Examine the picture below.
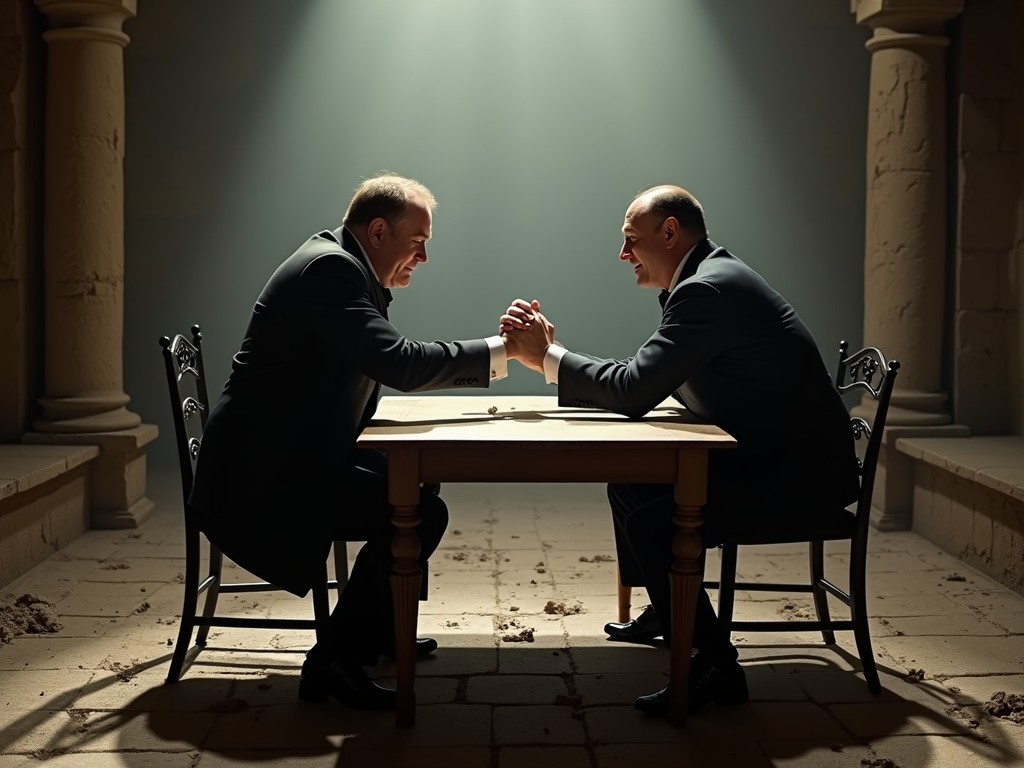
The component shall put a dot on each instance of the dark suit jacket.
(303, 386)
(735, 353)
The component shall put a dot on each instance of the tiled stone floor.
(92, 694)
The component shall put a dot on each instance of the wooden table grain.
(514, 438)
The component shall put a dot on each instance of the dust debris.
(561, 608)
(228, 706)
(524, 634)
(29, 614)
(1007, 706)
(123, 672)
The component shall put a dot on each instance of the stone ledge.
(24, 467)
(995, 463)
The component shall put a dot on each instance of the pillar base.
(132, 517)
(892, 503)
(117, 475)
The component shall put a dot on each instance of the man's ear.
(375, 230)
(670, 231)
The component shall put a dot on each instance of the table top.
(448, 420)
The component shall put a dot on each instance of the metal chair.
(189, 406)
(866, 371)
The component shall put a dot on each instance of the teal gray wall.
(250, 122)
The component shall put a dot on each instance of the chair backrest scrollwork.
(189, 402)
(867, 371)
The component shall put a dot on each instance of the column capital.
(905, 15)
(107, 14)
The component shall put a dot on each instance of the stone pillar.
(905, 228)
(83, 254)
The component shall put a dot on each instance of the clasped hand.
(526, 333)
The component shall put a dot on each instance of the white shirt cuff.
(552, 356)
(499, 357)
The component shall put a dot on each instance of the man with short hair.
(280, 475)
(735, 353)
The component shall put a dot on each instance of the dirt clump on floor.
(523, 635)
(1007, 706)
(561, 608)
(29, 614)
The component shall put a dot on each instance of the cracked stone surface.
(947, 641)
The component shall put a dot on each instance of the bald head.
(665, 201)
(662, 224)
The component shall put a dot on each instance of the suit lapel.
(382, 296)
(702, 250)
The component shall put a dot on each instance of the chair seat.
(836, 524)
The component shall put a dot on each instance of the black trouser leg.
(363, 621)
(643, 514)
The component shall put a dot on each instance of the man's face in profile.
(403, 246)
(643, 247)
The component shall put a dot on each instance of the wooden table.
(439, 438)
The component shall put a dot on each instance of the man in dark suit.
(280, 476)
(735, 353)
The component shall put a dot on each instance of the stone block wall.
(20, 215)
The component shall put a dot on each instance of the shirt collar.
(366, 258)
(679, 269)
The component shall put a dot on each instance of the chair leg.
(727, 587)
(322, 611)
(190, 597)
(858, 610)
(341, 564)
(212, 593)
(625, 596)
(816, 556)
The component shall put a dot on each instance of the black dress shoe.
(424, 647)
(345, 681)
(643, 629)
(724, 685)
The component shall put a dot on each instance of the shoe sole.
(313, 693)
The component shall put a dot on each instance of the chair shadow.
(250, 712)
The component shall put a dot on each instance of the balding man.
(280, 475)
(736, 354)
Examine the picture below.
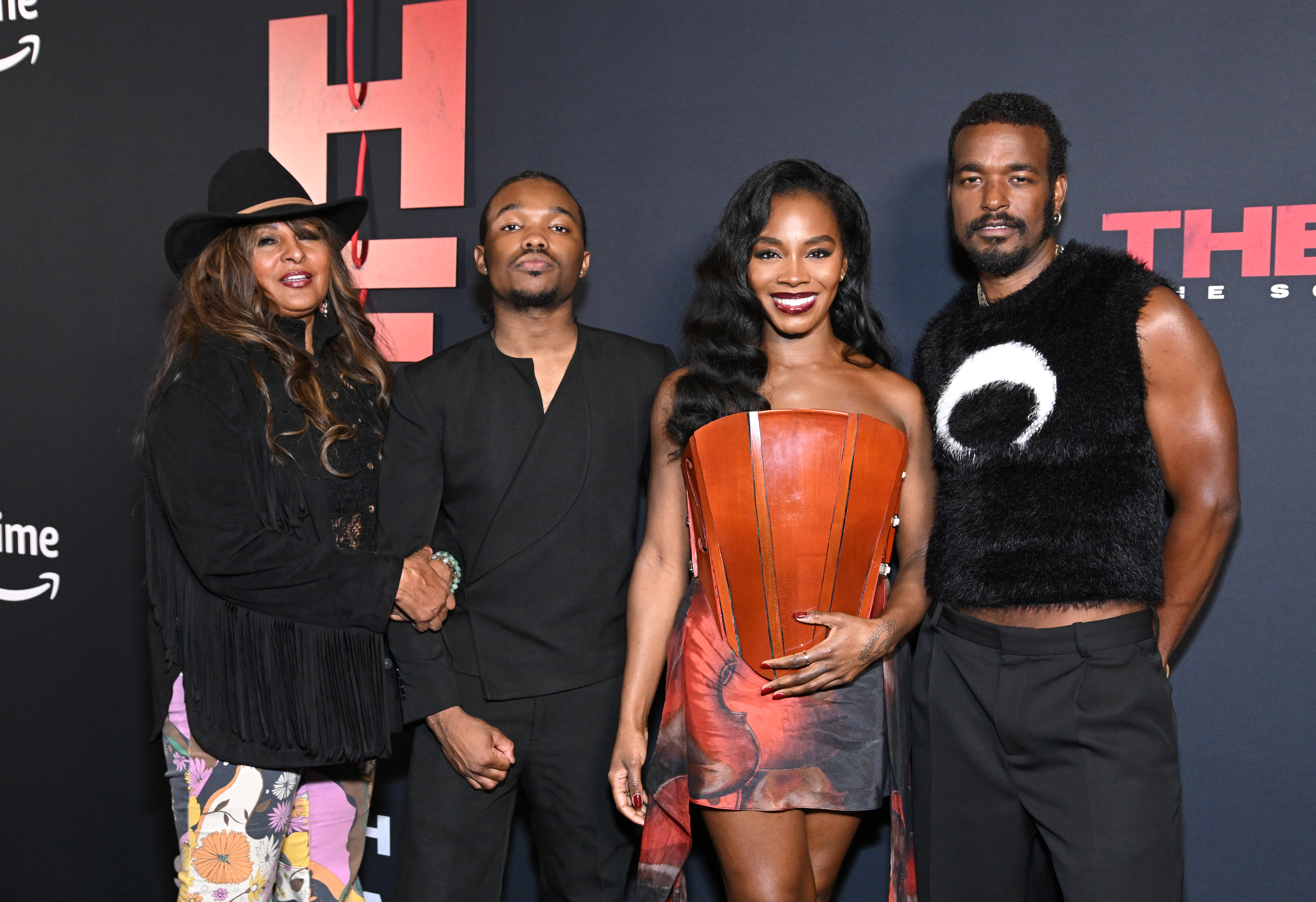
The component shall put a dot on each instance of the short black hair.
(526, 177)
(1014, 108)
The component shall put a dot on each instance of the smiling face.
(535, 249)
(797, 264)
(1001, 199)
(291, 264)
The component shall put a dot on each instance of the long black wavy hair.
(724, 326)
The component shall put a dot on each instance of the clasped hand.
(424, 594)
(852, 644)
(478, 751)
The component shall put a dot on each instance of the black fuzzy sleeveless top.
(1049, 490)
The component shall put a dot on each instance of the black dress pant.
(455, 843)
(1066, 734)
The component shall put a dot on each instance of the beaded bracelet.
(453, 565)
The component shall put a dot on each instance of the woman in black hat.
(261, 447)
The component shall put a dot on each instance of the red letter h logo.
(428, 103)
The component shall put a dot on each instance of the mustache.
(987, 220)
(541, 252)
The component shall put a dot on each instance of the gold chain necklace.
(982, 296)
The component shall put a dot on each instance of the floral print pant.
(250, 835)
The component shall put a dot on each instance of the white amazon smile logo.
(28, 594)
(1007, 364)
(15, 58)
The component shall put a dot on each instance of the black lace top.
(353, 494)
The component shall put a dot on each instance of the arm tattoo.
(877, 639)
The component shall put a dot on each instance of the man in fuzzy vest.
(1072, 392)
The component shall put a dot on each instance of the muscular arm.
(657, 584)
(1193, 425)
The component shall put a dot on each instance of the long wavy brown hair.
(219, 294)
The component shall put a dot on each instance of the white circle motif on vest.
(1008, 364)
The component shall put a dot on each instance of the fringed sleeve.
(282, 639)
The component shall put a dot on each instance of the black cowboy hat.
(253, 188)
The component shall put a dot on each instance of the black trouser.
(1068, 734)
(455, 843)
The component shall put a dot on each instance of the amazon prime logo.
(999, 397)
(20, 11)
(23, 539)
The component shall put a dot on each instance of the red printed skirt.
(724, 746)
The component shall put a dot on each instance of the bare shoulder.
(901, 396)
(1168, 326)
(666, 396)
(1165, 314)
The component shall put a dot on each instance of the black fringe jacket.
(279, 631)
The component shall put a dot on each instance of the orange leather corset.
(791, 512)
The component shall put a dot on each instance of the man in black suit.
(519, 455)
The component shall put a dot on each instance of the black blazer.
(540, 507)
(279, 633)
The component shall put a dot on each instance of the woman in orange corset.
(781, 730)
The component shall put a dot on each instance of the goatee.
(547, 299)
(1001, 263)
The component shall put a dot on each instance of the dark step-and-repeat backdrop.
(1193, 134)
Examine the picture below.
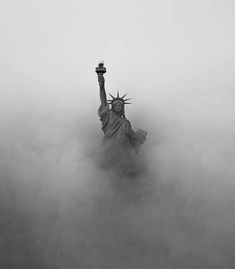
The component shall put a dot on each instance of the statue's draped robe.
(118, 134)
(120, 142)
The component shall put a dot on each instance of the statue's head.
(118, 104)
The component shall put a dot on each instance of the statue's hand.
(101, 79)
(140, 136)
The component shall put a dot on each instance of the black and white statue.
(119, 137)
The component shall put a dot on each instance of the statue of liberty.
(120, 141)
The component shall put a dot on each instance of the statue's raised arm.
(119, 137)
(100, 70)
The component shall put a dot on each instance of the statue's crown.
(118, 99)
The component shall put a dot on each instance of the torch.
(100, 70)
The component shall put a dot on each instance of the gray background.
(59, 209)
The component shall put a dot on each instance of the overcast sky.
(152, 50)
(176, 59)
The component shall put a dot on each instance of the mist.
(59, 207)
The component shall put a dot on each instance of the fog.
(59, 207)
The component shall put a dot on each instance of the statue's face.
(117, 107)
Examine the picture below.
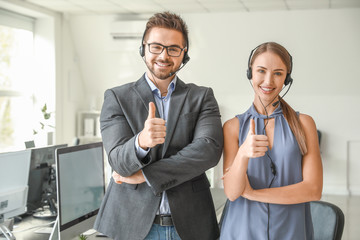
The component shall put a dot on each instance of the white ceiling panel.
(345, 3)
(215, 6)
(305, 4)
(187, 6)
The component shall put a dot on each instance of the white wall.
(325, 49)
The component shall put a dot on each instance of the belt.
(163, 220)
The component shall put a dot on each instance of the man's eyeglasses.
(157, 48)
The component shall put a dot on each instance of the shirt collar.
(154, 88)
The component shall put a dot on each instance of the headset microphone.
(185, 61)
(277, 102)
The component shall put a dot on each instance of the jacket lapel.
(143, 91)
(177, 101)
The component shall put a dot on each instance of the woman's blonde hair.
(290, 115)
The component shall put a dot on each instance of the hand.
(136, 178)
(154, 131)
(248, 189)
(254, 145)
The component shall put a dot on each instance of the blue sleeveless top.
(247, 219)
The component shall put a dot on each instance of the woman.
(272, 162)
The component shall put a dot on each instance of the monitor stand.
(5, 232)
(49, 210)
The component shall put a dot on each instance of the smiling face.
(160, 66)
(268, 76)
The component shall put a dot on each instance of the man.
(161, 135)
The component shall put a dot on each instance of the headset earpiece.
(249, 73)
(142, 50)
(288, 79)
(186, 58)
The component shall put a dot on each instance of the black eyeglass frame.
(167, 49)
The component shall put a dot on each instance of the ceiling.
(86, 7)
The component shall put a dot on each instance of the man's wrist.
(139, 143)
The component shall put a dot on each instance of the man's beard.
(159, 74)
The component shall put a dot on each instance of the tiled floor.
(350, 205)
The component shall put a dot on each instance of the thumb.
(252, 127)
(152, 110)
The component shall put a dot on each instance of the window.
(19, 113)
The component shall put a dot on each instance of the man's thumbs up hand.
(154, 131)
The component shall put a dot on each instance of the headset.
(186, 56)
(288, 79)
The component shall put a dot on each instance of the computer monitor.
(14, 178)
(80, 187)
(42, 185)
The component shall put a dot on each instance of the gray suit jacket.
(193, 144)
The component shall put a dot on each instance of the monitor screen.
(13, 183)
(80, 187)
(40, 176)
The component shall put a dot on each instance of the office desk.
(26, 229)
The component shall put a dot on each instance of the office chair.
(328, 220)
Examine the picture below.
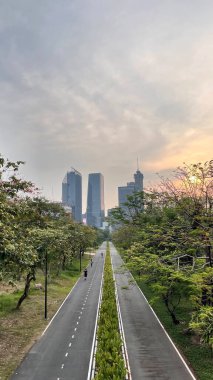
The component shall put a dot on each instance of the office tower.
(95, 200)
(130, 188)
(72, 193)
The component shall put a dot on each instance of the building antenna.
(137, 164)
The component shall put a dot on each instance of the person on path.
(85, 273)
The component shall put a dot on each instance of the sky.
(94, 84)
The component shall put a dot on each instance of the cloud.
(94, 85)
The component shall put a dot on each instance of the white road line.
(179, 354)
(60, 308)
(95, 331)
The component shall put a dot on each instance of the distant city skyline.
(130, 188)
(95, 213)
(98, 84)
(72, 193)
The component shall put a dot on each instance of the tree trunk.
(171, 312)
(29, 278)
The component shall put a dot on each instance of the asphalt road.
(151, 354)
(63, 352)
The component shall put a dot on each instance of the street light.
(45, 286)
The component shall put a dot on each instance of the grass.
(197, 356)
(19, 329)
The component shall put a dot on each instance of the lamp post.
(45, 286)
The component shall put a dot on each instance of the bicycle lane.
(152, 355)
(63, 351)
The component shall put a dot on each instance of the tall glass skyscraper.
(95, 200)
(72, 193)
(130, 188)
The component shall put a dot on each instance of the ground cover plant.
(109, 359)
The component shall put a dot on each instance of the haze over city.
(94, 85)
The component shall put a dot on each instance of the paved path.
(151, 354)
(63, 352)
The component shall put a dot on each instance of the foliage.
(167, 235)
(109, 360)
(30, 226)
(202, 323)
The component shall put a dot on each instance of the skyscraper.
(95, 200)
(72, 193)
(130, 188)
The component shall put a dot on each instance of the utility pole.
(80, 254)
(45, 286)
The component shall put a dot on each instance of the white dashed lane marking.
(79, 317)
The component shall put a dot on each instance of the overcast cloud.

· · ·

- Exercise objective
Repeat only the stretch of lines starting at the one containing "the tree trunk." and running to the final line of the entries above.

- Final result
The component shall put a dot on each instance of the tree trunk.
(171, 312)
(29, 278)
The component shall put a dot on each instance of the asphalt road.
(151, 354)
(63, 352)
The component shall put a dot on each instance of the street light.
(45, 286)
The component shall put a dot on each instance of the grass.
(197, 356)
(19, 329)
The component shall put a dot on each instance of the lamp post.
(45, 286)
The component shall put a dot on each instance of the bicycle lane.
(152, 355)
(63, 351)
The component shall put a dot on each instance of the tall glass skyscraper.
(95, 200)
(72, 193)
(130, 188)
The component shall put a dot on each instance of the ground cover plant.
(109, 359)
The component shall put a dot on each instance of the haze over city.
(94, 85)
The component shall put a dot on each instance of the paved path.
(151, 354)
(63, 352)
The component shall put a dot on each instance of the foliage.
(167, 235)
(109, 360)
(30, 226)
(202, 323)
The component shall put a dot on each instance of the skyscraper.
(95, 200)
(72, 193)
(130, 188)
The component shall put a dot on each instance of the utility pole.
(80, 254)
(45, 286)
The component shall put a dot on each instance of the white dashed lane marking.
(79, 317)
The component shall put a dot on each instance of the overcast cloud.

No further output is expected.